## SET TASK
Write out exactly, please, the lines from the one containing "Where can you see the dresser" to the end of the material.

## RECORDS FOR PROCESSING
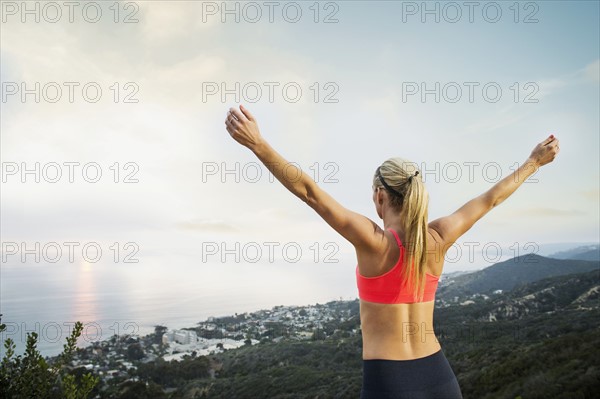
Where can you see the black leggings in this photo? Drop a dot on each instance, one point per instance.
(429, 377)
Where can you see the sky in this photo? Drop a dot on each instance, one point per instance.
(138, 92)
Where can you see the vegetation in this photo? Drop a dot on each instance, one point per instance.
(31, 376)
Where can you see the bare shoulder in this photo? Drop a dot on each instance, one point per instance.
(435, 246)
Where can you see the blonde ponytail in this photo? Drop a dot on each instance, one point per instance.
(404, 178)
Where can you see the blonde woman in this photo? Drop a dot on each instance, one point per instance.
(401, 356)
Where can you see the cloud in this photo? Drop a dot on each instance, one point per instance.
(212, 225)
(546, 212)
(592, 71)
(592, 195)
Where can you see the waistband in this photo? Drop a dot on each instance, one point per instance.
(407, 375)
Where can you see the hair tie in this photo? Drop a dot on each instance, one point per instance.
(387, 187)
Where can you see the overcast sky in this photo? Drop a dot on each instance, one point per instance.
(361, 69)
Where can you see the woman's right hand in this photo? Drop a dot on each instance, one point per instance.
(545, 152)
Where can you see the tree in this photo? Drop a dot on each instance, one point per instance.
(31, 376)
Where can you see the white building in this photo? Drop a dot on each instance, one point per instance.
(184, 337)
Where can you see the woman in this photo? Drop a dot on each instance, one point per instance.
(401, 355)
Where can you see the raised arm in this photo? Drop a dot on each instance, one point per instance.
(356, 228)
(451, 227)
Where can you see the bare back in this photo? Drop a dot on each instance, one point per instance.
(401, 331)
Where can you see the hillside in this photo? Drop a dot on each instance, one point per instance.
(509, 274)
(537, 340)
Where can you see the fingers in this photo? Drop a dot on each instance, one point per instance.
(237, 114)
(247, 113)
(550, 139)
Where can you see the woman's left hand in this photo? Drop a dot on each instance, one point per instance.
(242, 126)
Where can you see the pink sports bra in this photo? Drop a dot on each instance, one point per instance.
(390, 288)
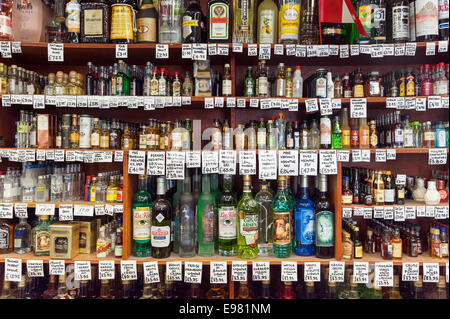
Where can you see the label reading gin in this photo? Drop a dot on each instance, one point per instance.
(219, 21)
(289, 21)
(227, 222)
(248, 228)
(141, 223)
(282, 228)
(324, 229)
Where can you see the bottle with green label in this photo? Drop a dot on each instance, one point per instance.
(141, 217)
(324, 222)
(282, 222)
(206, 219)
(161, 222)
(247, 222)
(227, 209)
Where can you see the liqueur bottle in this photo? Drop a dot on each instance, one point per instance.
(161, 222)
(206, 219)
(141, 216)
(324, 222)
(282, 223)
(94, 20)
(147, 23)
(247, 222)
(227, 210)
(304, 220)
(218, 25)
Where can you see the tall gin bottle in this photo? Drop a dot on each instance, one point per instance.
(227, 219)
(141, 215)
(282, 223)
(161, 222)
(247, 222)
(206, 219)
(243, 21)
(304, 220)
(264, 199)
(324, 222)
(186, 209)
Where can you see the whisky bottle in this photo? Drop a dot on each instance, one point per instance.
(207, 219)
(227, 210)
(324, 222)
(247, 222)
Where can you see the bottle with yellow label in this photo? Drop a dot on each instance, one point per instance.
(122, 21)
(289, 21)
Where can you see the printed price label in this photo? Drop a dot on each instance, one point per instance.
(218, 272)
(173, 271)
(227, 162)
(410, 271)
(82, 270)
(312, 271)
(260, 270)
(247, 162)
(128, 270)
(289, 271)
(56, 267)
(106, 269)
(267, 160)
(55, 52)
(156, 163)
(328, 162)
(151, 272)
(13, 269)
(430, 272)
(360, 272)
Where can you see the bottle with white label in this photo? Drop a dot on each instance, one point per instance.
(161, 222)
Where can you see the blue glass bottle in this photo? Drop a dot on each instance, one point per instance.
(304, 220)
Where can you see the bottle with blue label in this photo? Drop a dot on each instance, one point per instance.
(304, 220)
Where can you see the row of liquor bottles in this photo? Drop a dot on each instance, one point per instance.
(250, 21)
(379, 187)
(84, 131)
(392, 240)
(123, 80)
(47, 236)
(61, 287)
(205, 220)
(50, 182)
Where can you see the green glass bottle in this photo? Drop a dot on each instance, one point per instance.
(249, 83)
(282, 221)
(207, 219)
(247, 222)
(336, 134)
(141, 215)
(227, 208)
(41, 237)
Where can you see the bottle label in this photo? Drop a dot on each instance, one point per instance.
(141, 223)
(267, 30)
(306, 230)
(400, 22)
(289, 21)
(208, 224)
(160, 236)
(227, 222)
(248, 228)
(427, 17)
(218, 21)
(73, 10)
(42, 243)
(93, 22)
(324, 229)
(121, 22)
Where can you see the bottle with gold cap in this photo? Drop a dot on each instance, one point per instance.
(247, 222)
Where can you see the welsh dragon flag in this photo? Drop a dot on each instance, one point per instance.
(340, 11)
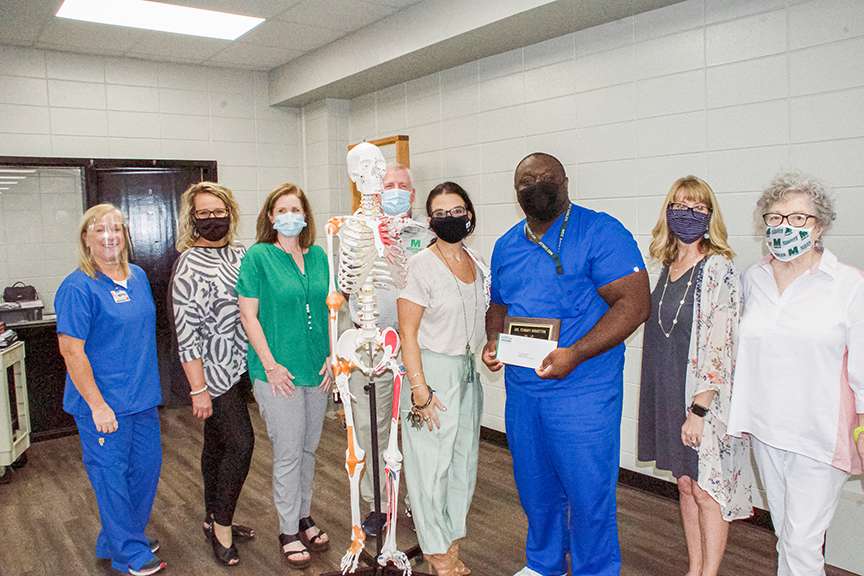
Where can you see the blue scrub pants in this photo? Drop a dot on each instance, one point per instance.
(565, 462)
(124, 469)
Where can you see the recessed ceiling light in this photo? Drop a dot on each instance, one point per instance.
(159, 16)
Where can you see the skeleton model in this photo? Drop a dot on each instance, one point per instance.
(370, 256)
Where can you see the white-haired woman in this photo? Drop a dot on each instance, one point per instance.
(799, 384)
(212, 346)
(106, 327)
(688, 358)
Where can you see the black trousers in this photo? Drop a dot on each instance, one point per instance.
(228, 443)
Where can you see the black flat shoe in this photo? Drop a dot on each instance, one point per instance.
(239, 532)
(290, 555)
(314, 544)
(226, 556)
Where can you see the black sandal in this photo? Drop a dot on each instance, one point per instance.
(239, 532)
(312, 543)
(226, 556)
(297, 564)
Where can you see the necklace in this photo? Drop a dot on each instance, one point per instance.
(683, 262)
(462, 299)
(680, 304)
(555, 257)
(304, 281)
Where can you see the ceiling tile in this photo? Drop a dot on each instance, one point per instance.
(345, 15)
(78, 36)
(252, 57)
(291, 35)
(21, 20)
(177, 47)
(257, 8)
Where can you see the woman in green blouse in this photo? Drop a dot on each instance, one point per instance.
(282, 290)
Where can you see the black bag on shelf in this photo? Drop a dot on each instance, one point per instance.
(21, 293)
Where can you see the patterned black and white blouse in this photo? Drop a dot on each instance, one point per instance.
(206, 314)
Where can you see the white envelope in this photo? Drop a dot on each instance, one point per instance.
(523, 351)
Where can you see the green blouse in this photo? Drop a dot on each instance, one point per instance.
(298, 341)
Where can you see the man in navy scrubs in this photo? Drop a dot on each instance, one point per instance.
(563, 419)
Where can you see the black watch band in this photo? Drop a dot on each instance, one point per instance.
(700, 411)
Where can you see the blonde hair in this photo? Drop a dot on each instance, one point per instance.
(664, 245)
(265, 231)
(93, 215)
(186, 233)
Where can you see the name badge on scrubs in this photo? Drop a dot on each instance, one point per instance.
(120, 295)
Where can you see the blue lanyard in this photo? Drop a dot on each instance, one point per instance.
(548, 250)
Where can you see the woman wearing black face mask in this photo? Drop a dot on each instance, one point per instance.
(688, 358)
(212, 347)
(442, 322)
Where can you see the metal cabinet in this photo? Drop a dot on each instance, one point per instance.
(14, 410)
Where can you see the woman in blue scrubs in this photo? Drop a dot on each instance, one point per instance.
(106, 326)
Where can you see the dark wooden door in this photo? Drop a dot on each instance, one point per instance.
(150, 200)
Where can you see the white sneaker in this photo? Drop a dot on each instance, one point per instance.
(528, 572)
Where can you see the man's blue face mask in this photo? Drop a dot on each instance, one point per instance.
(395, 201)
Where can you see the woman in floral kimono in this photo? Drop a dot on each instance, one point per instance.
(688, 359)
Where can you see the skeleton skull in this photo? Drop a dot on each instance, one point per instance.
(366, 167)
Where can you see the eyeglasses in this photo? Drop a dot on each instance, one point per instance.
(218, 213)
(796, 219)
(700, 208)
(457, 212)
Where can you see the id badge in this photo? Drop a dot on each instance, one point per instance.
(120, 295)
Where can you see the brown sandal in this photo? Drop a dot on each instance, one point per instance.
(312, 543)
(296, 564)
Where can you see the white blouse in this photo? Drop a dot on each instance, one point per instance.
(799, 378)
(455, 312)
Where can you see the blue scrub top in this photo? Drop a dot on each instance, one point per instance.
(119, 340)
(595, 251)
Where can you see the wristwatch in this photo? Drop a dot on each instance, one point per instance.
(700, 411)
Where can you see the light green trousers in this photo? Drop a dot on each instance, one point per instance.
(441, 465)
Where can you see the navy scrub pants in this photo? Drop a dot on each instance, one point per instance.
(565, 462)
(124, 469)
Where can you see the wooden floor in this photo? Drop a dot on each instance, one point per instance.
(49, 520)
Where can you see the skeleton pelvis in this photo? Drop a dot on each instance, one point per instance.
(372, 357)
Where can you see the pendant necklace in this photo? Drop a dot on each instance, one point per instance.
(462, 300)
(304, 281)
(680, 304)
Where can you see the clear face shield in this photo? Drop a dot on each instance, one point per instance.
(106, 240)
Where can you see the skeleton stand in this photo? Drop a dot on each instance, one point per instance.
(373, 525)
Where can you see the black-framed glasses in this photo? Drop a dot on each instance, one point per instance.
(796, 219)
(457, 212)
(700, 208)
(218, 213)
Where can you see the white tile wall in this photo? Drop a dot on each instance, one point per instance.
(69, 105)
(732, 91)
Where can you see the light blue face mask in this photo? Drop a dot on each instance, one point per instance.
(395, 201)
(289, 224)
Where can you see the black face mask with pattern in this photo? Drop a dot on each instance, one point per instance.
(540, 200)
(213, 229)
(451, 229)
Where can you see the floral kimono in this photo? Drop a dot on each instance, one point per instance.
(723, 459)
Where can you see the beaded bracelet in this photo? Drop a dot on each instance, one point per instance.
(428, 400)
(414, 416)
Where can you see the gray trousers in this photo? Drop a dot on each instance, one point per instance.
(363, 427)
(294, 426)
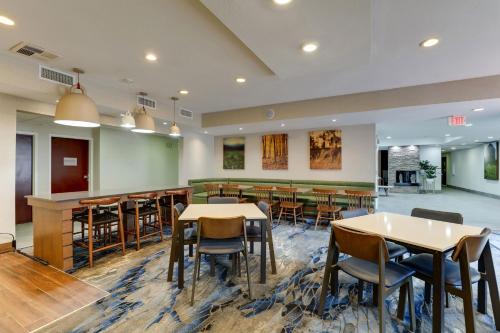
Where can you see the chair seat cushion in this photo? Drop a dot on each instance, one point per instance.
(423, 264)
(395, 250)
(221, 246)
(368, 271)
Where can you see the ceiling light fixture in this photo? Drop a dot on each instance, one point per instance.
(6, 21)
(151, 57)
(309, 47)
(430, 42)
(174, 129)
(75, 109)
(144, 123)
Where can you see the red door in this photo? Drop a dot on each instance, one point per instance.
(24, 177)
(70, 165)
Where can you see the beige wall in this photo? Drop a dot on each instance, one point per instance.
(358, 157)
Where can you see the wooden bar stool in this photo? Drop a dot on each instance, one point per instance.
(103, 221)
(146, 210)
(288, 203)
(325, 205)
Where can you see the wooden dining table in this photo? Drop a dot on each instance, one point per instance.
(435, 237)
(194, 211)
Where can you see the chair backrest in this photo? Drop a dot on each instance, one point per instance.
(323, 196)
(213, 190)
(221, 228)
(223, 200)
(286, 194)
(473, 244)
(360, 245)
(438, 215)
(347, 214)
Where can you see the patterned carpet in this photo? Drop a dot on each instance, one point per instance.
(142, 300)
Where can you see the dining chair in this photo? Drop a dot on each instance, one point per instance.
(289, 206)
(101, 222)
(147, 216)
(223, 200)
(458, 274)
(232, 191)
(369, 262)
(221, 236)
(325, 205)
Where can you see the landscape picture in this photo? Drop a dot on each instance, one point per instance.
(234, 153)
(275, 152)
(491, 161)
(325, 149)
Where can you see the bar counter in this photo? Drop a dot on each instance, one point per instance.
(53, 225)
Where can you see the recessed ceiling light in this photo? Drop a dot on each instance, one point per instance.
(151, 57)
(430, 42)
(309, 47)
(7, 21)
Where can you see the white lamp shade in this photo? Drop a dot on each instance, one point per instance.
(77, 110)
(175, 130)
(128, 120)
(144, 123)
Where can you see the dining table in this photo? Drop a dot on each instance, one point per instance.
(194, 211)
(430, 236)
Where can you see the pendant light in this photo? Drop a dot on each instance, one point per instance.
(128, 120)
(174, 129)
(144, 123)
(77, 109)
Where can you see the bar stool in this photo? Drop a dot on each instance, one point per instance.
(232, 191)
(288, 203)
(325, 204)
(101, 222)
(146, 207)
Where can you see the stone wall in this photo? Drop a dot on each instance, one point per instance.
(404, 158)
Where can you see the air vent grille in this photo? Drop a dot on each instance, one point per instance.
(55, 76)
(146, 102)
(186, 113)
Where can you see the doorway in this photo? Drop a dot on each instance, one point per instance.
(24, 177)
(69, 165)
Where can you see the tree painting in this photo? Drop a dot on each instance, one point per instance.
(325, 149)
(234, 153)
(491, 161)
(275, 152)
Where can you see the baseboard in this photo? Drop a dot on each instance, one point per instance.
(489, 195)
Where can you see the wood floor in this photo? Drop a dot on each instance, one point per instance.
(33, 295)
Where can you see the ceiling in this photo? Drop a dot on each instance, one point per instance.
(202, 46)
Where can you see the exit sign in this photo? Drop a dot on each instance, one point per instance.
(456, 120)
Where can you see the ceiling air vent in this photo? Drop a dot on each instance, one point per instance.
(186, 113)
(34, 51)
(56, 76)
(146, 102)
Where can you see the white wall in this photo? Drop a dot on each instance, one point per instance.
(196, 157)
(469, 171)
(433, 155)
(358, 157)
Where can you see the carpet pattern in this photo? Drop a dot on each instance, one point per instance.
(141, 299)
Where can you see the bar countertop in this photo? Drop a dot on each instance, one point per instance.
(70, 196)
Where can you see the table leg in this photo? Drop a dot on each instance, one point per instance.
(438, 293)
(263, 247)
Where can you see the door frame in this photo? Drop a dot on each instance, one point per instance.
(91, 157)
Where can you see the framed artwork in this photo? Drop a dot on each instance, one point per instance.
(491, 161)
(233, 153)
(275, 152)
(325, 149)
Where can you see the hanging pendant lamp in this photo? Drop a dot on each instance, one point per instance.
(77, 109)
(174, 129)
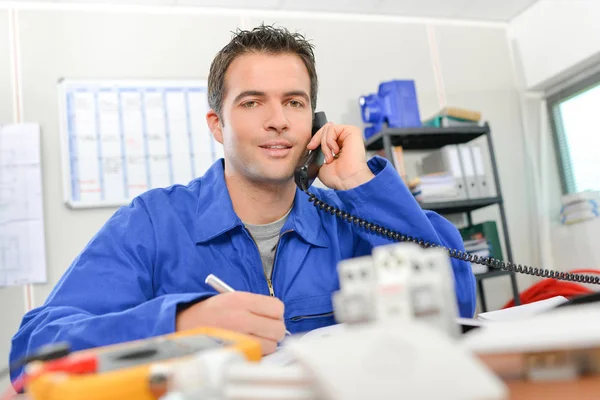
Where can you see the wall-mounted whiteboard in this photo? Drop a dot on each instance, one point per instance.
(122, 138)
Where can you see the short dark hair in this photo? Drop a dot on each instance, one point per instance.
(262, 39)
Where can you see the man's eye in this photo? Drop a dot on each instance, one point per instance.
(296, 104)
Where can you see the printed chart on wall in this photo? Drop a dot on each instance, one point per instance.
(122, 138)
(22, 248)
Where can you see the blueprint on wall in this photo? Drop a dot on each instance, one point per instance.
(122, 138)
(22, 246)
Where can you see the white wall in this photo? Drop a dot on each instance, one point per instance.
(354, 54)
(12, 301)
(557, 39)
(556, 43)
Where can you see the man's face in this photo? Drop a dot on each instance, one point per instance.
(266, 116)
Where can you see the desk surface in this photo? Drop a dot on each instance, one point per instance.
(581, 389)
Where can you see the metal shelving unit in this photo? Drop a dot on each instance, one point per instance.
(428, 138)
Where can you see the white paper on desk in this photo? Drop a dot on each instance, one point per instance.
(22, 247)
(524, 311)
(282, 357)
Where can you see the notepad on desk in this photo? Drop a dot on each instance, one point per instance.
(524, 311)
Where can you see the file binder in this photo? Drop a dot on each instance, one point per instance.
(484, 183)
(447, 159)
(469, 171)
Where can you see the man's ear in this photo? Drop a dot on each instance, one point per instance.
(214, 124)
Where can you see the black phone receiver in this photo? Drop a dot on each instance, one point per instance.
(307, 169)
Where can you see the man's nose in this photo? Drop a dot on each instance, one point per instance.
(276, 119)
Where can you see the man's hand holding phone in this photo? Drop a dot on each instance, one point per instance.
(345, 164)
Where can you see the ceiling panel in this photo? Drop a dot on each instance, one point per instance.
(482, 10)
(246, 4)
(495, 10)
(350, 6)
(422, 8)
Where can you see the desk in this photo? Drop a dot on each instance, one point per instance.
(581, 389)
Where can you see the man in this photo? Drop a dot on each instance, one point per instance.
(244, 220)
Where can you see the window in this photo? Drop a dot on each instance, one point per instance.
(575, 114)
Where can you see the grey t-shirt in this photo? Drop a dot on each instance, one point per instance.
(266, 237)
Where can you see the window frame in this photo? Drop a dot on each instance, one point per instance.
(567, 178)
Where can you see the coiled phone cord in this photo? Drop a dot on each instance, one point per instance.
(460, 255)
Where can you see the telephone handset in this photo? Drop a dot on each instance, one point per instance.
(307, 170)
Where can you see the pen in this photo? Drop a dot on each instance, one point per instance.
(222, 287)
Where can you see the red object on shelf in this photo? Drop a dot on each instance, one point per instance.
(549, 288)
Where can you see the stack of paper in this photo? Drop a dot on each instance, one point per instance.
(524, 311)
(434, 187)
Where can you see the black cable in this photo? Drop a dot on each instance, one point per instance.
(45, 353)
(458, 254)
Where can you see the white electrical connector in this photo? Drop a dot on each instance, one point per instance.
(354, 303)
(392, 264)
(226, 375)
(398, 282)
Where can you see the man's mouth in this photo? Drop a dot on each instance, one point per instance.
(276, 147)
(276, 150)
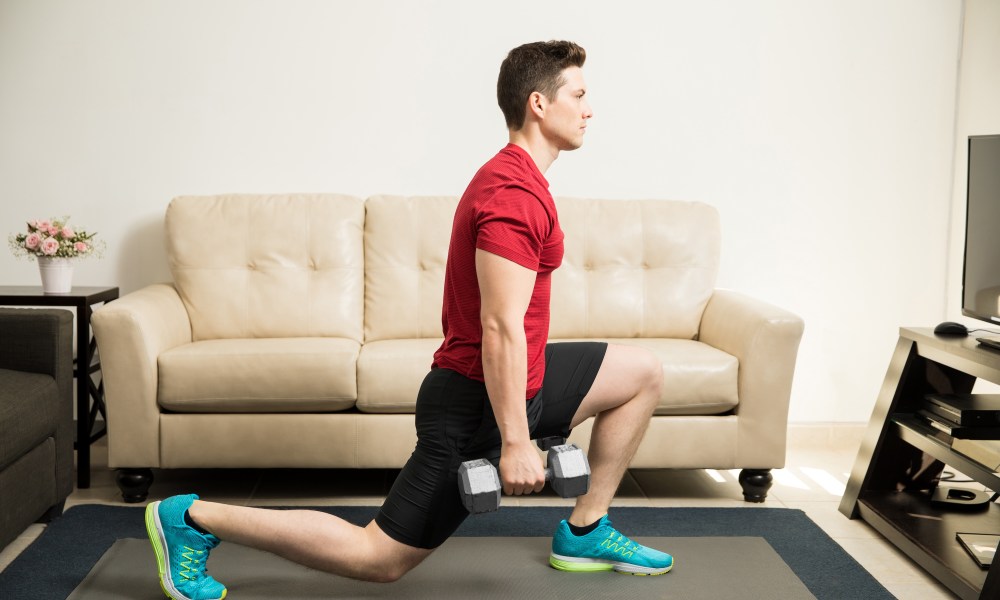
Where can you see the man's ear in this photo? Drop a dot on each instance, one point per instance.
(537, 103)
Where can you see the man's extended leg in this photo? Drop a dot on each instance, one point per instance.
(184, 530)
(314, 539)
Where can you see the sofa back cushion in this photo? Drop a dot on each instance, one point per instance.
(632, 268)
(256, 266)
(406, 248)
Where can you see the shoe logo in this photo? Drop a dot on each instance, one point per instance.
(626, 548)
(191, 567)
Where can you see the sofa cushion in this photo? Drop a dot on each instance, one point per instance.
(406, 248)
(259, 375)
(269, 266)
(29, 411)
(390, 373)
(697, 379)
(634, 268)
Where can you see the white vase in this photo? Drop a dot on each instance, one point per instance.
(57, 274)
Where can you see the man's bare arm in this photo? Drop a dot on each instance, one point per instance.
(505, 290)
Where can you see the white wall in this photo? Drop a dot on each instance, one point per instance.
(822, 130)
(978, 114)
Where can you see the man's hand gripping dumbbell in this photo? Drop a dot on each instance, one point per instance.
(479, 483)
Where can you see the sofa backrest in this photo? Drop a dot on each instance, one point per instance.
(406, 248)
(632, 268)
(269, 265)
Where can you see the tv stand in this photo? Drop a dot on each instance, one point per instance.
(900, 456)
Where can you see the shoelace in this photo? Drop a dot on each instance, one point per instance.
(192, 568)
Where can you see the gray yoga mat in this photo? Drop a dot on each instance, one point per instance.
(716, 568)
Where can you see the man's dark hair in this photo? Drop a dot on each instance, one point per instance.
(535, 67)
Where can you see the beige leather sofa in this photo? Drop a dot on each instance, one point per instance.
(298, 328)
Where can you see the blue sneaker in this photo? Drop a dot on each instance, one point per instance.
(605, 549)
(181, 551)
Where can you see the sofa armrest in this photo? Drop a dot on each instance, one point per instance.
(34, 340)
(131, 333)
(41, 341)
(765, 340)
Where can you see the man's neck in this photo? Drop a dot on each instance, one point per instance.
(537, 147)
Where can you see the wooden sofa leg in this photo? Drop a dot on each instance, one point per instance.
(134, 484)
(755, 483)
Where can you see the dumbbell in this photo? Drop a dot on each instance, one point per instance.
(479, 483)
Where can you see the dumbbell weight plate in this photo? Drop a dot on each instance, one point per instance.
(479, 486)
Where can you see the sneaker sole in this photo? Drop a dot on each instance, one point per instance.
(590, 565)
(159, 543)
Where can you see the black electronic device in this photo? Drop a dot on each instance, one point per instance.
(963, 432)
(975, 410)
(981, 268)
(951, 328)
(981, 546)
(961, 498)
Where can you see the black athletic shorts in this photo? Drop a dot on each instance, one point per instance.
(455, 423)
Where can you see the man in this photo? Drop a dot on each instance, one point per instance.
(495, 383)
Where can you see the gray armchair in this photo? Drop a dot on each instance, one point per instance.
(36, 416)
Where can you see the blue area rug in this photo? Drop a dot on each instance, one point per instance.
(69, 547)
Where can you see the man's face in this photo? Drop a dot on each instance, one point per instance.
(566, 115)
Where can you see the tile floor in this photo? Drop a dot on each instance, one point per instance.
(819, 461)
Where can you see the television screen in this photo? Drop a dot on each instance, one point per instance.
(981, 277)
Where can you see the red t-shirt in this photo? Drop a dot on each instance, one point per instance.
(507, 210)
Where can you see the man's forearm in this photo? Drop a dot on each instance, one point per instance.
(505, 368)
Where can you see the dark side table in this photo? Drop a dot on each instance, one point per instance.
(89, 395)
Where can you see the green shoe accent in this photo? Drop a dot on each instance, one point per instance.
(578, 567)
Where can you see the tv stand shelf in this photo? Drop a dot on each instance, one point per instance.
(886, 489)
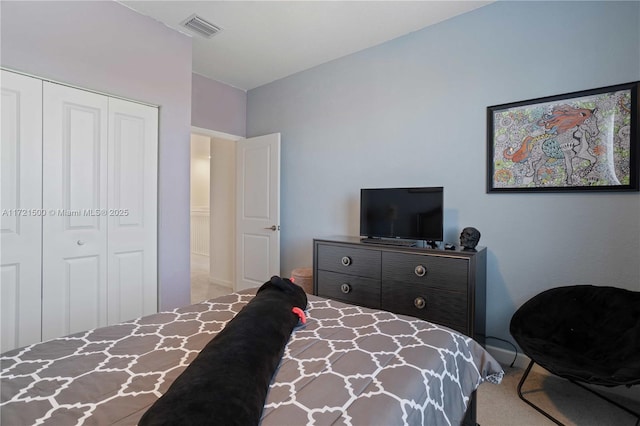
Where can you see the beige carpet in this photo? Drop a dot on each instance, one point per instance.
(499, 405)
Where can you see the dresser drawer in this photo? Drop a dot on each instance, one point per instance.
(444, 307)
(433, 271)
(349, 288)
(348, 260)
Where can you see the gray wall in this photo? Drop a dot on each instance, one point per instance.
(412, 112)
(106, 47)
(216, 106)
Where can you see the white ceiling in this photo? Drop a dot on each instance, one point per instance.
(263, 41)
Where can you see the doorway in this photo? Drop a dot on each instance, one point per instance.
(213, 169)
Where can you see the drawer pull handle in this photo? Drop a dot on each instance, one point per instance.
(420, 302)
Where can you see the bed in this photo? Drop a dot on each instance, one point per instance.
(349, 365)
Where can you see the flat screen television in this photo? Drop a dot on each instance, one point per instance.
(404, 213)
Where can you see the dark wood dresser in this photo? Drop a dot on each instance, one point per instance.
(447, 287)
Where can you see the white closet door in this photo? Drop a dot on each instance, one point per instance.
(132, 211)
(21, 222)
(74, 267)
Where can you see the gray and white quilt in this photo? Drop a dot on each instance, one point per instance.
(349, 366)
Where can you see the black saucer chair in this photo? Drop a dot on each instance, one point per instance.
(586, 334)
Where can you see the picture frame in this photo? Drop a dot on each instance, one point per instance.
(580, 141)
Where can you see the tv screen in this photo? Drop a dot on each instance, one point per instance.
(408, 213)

## THE COMPLETED TASK
Where can you see the dresser drawer in this photo? Drop a dot on each instance, one point per instance.
(444, 307)
(433, 271)
(349, 288)
(348, 260)
Where can you see the gray wall in this photo? Drop a dot on each instance, one point per instance.
(412, 112)
(106, 47)
(216, 106)
Where can you see the white ceiling in this photo? Drop a dot on each instance, one point per instance.
(263, 41)
Where can you see the doorway in this photo? Drop a dot on each instance, one point per instance.
(213, 169)
Where can you see the drawer pull handle in this photo? Drop a dot on each instance, one point per instance.
(420, 302)
Where can you see the bed in this photo? Drop a dot on each instance, one point per instance.
(349, 365)
Where can you see the flat screen television in this photo? Drop a dot on each instance, one point per instance.
(404, 213)
Where can you see the dark wood dresser in this photo? Drop a dot on each instance, one point per instance.
(447, 287)
Where can you see the white closet door in this photo? Drop a dot on each instance, one point per instance.
(132, 211)
(21, 222)
(74, 267)
Where can you see the gray and white quilt in this photo? Drop a dot on each instance, one point per instance.
(349, 366)
Where can you see the black saucer chair in this photo? Drop a dot on each instance, one point per instance.
(586, 334)
Where can you see the picture frame in this photo? Drop a dot on each instance, one point per instance.
(580, 141)
Where can you see the tv screen in this photo? Drop a dot on each instance, one point per instance.
(408, 213)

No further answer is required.